**WRITTEN TASK**
Arrange every record below as a two-column CSV with the headers input and output: one row per record, with its text under input and its answer under output. Put each field in double quotes, turn line breaks into spaces, and leave out the pictures.

**DATASET CONTENT**
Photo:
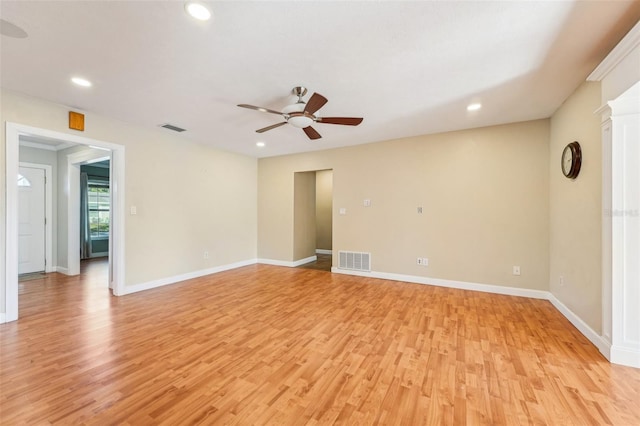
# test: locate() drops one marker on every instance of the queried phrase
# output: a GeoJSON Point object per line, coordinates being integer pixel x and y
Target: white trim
{"type": "Point", "coordinates": [183, 277]}
{"type": "Point", "coordinates": [288, 263]}
{"type": "Point", "coordinates": [48, 211]}
{"type": "Point", "coordinates": [617, 55]}
{"type": "Point", "coordinates": [583, 327]}
{"type": "Point", "coordinates": [597, 340]}
{"type": "Point", "coordinates": [462, 285]}
{"type": "Point", "coordinates": [12, 143]}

**CORRECT OUTPUT**
input,output
"Photo: # test: locate() drops one marker on every instance of the queried phrase # output: a GeoJSON Point object per line, coordinates being integer pixel x and y Target: white trim","{""type"": ""Point"", ""coordinates"": [183, 277]} {""type"": ""Point"", ""coordinates"": [288, 263]} {""type"": ""Point"", ""coordinates"": [48, 211]} {""type"": ""Point"", ""coordinates"": [617, 55]} {""type"": ""Point"", ""coordinates"": [583, 327]} {""type"": ""Point"", ""coordinates"": [597, 340]} {""type"": ""Point"", ""coordinates"": [462, 285]} {""type"": ""Point"", ""coordinates"": [12, 143]}"